§ Prompt
Your result will be the set of lines with "wall", copied from the material below.

§ Source data
****************************************

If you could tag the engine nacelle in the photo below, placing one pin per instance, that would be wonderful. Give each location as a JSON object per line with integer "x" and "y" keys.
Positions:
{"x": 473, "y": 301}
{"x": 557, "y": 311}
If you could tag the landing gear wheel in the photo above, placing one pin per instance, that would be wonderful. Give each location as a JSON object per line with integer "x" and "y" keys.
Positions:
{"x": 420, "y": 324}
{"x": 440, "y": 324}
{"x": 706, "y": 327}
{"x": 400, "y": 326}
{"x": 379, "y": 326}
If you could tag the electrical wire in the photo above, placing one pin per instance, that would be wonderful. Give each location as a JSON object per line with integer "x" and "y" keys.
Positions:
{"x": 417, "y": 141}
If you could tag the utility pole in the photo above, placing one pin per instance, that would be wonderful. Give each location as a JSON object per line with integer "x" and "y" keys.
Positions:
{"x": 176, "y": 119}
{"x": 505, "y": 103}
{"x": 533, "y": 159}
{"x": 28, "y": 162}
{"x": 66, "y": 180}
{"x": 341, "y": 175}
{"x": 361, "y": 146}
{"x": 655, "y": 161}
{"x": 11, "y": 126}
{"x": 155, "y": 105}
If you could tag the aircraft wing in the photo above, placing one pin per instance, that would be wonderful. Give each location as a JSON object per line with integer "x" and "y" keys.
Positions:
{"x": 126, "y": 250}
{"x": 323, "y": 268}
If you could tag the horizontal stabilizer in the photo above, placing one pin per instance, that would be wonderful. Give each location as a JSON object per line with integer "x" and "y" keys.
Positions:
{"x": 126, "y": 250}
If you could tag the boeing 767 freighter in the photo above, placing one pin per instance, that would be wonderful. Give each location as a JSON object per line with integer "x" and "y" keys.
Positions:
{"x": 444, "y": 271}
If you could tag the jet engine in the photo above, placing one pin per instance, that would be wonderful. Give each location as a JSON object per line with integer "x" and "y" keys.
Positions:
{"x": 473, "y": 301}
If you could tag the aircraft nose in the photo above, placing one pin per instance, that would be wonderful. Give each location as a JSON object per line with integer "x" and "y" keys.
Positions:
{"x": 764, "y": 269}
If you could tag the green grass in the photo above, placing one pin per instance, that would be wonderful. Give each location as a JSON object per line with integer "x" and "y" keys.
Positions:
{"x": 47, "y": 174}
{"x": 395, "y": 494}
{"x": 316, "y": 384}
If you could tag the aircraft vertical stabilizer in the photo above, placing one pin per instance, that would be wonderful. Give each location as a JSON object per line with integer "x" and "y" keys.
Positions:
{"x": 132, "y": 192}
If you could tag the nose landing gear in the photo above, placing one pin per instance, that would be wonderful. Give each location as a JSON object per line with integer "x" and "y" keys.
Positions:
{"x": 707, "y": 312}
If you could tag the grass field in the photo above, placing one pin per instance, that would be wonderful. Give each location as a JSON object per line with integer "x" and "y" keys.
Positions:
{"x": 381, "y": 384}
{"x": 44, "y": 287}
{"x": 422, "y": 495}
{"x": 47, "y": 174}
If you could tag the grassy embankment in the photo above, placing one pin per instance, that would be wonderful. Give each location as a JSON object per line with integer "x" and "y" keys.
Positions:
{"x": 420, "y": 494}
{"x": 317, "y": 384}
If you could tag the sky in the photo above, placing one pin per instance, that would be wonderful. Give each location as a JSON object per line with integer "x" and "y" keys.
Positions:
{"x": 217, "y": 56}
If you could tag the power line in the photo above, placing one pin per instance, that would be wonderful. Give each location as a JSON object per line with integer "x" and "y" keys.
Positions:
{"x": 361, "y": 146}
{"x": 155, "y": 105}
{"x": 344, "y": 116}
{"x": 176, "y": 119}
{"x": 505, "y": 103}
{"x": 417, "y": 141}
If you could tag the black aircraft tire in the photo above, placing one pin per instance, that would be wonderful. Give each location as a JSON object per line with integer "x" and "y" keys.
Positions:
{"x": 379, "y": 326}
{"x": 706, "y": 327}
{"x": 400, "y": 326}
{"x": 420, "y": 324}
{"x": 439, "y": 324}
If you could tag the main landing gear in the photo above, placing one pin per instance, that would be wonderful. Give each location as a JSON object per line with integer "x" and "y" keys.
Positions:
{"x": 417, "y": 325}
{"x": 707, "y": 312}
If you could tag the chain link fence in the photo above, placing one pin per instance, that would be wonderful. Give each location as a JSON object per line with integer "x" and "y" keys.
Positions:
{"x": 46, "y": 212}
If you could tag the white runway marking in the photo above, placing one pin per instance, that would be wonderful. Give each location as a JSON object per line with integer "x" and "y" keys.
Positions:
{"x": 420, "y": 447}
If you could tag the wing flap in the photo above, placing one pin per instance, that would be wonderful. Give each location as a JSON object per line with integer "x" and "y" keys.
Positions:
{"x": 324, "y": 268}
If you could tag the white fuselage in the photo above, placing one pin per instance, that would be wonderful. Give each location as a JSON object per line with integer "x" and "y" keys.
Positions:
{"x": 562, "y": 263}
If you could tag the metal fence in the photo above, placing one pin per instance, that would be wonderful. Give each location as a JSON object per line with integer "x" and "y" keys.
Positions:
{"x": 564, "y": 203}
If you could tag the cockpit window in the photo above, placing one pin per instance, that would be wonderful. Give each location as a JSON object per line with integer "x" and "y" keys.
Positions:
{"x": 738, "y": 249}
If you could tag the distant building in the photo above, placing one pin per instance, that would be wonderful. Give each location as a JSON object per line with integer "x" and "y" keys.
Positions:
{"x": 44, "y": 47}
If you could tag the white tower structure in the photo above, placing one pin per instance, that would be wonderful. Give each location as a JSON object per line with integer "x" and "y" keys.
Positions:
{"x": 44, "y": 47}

****************************************

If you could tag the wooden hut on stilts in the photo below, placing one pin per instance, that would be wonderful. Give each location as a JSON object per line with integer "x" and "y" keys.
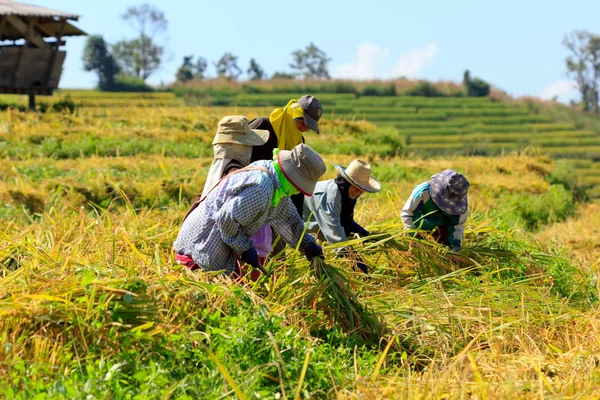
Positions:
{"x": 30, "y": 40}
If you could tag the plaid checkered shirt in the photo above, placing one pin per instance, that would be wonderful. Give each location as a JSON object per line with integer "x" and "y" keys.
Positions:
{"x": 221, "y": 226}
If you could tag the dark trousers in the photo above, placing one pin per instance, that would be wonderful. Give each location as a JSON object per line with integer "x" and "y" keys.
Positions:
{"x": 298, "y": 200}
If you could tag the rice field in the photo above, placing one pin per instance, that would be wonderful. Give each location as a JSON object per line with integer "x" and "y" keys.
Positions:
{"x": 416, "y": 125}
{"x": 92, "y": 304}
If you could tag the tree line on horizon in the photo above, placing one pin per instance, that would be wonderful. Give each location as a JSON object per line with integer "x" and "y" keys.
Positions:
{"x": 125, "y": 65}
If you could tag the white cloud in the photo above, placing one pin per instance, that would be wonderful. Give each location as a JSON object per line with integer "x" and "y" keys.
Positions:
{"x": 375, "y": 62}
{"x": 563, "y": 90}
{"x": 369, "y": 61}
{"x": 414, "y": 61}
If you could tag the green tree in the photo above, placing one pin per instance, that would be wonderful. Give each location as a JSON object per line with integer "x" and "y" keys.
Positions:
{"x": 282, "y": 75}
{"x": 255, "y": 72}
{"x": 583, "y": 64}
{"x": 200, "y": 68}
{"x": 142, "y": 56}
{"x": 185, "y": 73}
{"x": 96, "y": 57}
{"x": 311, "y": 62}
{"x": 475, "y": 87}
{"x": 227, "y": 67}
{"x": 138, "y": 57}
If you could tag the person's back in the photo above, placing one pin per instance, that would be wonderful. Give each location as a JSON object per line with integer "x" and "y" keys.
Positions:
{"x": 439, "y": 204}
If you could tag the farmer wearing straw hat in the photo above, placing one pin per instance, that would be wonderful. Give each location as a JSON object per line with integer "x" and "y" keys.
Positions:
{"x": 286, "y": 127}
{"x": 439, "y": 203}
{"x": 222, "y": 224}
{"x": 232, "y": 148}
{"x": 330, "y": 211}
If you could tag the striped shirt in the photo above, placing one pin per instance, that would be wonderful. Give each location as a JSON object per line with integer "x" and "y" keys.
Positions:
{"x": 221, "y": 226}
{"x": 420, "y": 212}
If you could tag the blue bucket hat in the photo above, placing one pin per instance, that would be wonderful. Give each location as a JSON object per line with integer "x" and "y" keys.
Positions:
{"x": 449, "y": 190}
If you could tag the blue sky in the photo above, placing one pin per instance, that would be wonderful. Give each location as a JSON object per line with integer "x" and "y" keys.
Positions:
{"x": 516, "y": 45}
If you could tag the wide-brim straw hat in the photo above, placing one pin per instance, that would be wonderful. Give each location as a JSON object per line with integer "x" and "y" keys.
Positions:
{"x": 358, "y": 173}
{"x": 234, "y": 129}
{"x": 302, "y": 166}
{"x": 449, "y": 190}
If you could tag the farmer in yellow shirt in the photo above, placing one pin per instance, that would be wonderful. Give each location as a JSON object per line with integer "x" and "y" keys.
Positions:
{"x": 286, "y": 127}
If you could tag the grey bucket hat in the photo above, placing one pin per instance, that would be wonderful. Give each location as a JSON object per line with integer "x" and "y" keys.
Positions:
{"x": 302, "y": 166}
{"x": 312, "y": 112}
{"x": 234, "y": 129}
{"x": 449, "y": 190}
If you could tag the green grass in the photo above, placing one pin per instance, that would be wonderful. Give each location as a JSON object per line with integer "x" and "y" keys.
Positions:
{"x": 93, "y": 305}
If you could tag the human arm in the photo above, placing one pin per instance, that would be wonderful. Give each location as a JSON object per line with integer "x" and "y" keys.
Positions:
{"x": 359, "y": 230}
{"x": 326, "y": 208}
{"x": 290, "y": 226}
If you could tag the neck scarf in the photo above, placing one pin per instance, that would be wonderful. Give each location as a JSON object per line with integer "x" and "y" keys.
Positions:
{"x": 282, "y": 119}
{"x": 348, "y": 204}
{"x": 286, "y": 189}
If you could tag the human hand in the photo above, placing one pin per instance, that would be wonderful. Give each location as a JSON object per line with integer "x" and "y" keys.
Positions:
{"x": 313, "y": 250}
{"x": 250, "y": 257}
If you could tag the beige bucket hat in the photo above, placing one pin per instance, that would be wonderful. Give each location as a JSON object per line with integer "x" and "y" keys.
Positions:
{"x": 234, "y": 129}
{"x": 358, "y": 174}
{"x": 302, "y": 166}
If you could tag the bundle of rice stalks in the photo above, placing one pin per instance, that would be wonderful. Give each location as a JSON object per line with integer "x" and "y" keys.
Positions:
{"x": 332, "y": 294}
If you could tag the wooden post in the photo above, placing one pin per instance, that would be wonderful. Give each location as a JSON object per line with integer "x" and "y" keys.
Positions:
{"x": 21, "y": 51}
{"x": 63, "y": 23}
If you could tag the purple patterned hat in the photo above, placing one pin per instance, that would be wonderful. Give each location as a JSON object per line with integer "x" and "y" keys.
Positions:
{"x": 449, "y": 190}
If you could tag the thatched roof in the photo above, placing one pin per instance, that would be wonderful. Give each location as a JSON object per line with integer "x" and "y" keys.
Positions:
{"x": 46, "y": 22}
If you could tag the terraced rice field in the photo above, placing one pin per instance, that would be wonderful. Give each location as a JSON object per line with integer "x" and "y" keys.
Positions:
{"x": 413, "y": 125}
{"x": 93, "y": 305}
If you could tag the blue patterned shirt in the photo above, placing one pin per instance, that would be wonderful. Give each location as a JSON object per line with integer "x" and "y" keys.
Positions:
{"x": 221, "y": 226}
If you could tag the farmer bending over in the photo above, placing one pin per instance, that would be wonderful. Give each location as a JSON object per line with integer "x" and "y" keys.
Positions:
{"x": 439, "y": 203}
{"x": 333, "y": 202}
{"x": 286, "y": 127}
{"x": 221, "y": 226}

****************************************

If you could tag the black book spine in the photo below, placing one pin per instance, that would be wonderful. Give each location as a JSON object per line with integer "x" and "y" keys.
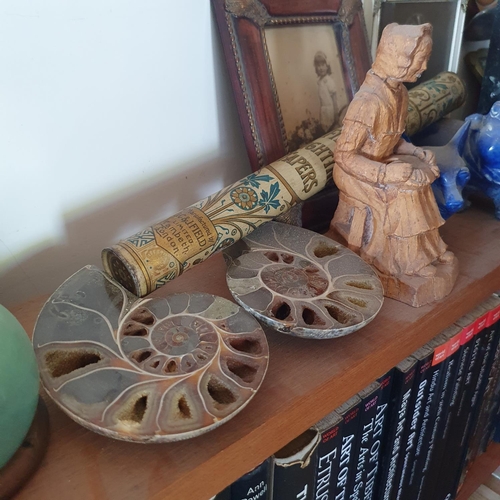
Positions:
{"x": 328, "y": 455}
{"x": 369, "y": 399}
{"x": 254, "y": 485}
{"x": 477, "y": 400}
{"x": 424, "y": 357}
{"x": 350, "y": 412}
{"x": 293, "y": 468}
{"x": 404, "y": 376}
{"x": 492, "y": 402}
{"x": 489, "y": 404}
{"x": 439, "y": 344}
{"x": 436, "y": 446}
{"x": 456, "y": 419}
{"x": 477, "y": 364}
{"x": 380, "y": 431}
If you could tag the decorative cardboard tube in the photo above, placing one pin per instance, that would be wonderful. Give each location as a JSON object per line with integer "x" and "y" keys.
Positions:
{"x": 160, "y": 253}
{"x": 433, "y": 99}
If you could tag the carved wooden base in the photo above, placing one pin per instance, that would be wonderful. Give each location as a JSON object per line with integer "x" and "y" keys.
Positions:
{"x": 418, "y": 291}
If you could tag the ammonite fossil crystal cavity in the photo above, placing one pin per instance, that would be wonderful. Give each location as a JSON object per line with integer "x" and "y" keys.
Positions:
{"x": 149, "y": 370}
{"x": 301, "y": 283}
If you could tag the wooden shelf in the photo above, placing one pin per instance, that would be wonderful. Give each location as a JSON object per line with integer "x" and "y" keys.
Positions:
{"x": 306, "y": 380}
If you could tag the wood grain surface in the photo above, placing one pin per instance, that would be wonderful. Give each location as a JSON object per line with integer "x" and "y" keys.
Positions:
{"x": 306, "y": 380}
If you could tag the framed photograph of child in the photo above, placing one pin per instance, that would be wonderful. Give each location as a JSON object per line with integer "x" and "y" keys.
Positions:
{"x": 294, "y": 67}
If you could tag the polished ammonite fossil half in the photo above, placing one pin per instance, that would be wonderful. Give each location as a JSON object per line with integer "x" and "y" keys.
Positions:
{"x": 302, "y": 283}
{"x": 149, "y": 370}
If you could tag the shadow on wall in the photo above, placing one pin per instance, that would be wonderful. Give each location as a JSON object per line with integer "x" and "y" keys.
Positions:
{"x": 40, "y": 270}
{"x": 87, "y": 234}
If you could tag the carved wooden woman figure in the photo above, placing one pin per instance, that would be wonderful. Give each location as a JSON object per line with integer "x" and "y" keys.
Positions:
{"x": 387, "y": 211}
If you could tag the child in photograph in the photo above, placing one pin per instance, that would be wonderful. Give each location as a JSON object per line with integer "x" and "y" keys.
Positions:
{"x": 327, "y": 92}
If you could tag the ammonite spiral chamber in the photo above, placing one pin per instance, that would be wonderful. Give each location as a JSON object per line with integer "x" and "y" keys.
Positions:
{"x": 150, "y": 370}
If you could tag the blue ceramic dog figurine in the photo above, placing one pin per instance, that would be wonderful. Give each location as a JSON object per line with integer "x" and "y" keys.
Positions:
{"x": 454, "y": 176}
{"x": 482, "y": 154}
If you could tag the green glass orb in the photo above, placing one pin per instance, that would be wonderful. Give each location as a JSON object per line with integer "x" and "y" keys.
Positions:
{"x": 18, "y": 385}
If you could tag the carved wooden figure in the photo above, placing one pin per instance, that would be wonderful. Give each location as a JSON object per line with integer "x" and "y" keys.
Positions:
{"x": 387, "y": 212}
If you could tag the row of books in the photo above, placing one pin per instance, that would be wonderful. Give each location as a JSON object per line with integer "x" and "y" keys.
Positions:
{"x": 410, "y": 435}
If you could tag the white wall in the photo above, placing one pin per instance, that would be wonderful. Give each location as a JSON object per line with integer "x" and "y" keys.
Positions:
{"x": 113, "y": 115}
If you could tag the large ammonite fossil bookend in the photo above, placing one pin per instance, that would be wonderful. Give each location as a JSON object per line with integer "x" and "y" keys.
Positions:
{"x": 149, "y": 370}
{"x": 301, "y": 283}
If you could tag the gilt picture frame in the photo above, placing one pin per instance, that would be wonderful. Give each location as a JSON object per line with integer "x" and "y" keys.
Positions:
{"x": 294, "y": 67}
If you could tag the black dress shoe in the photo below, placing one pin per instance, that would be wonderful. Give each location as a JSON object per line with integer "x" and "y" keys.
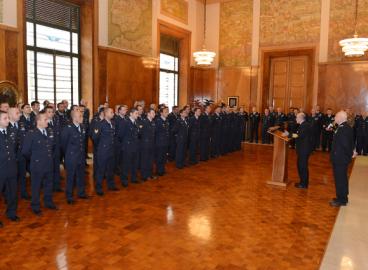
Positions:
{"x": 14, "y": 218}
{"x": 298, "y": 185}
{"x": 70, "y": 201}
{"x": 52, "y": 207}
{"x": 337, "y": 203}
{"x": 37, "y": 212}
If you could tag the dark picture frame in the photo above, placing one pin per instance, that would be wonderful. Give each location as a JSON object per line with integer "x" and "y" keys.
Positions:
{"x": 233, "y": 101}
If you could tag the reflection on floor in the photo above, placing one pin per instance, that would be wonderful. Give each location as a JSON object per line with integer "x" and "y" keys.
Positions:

****************************************

§ Result
If you could tag the shadow on wall in the photo above, placing one pin per instance, that would be wonderful. Give each location as a JSON object per line with integer "x" and "y" keys.
If you could tag the white wall in the photo above, placing one pin per instance, that would be wonderful. Give each location as a JSON object per line with integer "x" and "y" keys.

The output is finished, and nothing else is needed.